Short exercise.
Rewrite the listing below, replacing "one point inside each instance" with "a single point within each instance" wherever it occurs and leaving everything else unchanged.

Dataset excerpt
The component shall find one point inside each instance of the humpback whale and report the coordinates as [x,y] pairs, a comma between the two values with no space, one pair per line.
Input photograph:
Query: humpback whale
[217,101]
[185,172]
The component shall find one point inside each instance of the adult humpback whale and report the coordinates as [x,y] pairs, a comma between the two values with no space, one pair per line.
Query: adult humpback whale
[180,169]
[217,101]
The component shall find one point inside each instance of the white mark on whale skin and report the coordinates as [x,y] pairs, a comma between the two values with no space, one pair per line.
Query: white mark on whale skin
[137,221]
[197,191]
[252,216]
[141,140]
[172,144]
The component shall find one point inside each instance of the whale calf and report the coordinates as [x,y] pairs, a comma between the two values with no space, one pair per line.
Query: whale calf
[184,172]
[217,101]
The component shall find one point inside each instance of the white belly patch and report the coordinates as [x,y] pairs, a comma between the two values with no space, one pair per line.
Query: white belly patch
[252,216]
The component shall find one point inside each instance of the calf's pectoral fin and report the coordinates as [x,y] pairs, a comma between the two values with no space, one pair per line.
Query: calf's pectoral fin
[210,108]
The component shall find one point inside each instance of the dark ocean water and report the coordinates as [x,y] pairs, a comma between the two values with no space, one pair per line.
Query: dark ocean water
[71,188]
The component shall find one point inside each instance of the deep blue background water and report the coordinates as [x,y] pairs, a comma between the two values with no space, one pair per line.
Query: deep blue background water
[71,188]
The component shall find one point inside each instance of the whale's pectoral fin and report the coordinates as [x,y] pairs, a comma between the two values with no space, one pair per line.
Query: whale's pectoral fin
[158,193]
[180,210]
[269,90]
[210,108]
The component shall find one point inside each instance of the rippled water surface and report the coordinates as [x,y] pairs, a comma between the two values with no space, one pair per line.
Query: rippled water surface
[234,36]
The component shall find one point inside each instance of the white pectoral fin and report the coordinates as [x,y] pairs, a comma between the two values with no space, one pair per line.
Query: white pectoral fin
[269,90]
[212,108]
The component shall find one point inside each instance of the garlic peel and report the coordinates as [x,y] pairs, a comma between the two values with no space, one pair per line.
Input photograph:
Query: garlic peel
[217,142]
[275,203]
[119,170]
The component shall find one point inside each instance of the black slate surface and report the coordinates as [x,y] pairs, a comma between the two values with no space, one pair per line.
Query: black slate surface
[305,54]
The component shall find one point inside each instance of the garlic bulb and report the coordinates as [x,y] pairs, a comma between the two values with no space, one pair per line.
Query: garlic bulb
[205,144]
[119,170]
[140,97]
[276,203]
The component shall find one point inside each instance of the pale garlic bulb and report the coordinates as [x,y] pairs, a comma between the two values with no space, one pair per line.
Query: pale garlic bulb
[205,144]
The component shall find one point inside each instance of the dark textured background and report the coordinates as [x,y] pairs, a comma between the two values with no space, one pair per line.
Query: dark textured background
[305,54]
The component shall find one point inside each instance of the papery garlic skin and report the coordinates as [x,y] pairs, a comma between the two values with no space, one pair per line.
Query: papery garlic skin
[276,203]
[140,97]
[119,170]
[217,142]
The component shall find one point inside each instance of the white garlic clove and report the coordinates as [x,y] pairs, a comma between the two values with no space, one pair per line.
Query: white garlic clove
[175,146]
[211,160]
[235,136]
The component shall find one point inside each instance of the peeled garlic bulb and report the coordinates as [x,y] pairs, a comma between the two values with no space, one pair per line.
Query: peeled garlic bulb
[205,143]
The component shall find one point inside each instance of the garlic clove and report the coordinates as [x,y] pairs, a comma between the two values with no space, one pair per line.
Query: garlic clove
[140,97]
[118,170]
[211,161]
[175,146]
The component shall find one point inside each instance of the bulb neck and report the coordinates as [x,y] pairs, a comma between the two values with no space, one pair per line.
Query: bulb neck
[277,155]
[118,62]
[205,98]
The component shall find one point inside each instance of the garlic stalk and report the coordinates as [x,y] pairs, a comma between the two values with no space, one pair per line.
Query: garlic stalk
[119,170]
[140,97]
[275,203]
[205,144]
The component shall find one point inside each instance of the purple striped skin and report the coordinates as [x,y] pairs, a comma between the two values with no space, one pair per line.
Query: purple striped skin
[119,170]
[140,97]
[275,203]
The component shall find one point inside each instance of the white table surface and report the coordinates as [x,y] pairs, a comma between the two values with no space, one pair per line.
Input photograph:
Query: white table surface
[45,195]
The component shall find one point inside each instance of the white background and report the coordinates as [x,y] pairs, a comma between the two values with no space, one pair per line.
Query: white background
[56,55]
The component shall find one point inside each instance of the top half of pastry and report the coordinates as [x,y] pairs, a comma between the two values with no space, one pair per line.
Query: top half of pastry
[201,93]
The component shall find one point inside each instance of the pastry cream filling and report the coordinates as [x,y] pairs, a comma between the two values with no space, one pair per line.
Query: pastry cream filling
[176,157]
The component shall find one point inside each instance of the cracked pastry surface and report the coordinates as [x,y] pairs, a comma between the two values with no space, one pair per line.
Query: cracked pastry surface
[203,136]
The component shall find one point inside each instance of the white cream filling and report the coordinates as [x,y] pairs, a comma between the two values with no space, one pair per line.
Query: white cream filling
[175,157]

Solution for this exercise.
The component shall find a single point within each instance of the humpback whale and report the coordinates as [x,y] pairs, a comma between the two values with no space, one pair per line.
Input photograph:
Query: humpback whale
[217,101]
[185,172]
The component shall find a single point within each instance of the adult humpback whale and report the coordinates as [x,y] pairs, a comma between the two values with no space, one pair per line.
Query: adult humpback whale
[180,169]
[217,101]
The component shall find a single point within each instance of the white mark on whale skin and report the coordinates as [x,y] pairs, a comma between the two values with no space, one pair per line.
Query: white mark on whale skin
[137,221]
[197,191]
[252,216]
[141,140]
[172,144]
The component shall find a single point within each instance of the whale calf and report the coordinates as [x,y] pairs, a comma between the two values with no space, one pair per line.
Query: whale calf
[184,172]
[217,101]
The component shall find a single point within each instance of the white belly patch and report the coordinates as [x,y] pairs, a comma between the two values with no space, one pair per line.
Query: white belly patch
[252,216]
The component shall find a single point within each instance of the calf's pectoral fin and report the coordinates as [x,y] pairs, a comma between the two values with no space, one pair per line.
Query: calf's pectoral fin
[210,108]
The component shall find a single point within each instance of the dark ocean water and report the coordinates as [x,y] pairs, a comma between the two values with no space, one pair per line.
Query: dark ocean water
[71,188]
The component shall find a single point within each instance of the deep blue background water and report the coordinates as [x,y] pairs, a comma between the two values with no space, one pair per line.
Query: deep blue background water
[71,188]
The component shall find a single point within each instance of the whale's pectoral fin and report the coordinates as [x,y] pairs, a comma between the two values with no space, one pair per line.
Query: whale's pectoral fin
[158,193]
[180,210]
[269,90]
[210,108]
The component shall find a single point within each instance of the rippled water surface and report the coordinates as [x,y] pairs, a comma between the two values with no space, one pair per line.
Query: rippled water surface
[234,36]
The component shall find a single point within each instance of the white pectoral fin and report the coordinates as [x,y] pairs, a comma between the two values with no space, one pair per line.
Query: white pectoral fin
[269,90]
[212,108]
The component shall find a single point within each instance of the garlic peel and report the coordinates as [x,y] pairs, a comma between the two values with no space, one pair per line.
Input photograph:
Query: garlic peel
[217,142]
[275,203]
[119,170]
The component shall find a single point within each instance of the black slate surface and report the coordinates as [x,y] pairs, a comma between the two values with no space, one pair per line.
Query: black slate surface
[305,54]
The component shall find a single point within each instance of the garlic bulb and report the coordinates as [x,y] pairs, a comma between the two values with no space, one pair per line.
Query: garlic bulb
[205,144]
[119,170]
[140,97]
[276,203]
The component shall find a single point within each instance of the pale garlic bulb and report the coordinates as [x,y] pairs, a comma between the two values with no space, one pair per line.
Query: pale garlic bulb
[205,144]
The component shall find a single point within each instance of the dark textured background and report the coordinates as [x,y] pairs, a comma between the two values with no space, one pair per line.
Query: dark textured background
[305,54]
The component shall find a single point within each instance of the papery garlic skin and report the coordinates as [x,y] pairs, a comma between the two values with no space, one pair per line.
Query: papery garlic skin
[276,203]
[140,97]
[119,170]
[217,142]
The component shall find a single point within each instance of the white garlic clove and report the coordinates as [x,y] pairs, a comma between the two values with no space, one pair per line.
Query: white garlic clove
[175,146]
[211,160]
[235,136]
The component shall find a single point within each instance of the peeled garlic bulb and report the coordinates as [x,y] pairs, a comma between the two values with no space, one pair per line.
Query: peeled garlic bulb
[205,143]
The component shall find a single point within each instance of the garlic clove and report the coordinates as [x,y] pairs, a comma between the two values with no space, one pair per line.
Query: garlic clove
[140,97]
[118,170]
[211,161]
[175,146]
The component shall find a single point within each instance of the bulb neck and report the coordinates as [x,y] pairs, a comma between the two values with no space, one pair per line.
Query: bulb neck
[277,155]
[118,62]
[205,98]
The component shall find a single point within each instance of the garlic stalk and report the coordinates as [x,y] pairs, a comma between the two values with no space, one pair per line.
Query: garlic stalk
[119,170]
[140,97]
[275,203]
[205,144]
The component shall find a single point within each instance of the purple striped skin and report the coordinates as [x,y] pairs, a comma between the two values with no space, one pair per line.
Query: purple striped skin
[119,170]
[140,97]
[275,203]
The component shall find a single point within each instance of the white table surface and report the coordinates as [x,y] pairs, a comma between the two values with no space, one pair per line.
Input photograph:
Query: white table surface
[45,195]
The component shall find a single point within each instance of the white background and report the coordinates as [x,y] pairs, a comma between the two values with no space, one pair per line.
Query: white background
[56,55]
The component shall find a single point within each instance of the top half of pastry and report the coordinates as [x,y] pairs, a comma between the two values with no space, one pair per line.
Query: top half of pastry
[201,93]
The component shall find a single point within each instance of the pastry cream filling and report the coordinates as [x,y] pairs, a comma between the two values with no space, one pair per line.
Query: pastry cream filling
[176,157]
The component shall find a single point within each instance of the cracked pastry surface and report the coordinates as [x,y] pairs, a comma between the two values with no space, one pair per line.
Query: cracked pastry surface
[203,136]
The component shall find a single point within each instance of the white cream filling and report the coordinates as [x,y] pairs, a comma between the two values with no space, one pair per line.
Query: white cream filling
[175,157]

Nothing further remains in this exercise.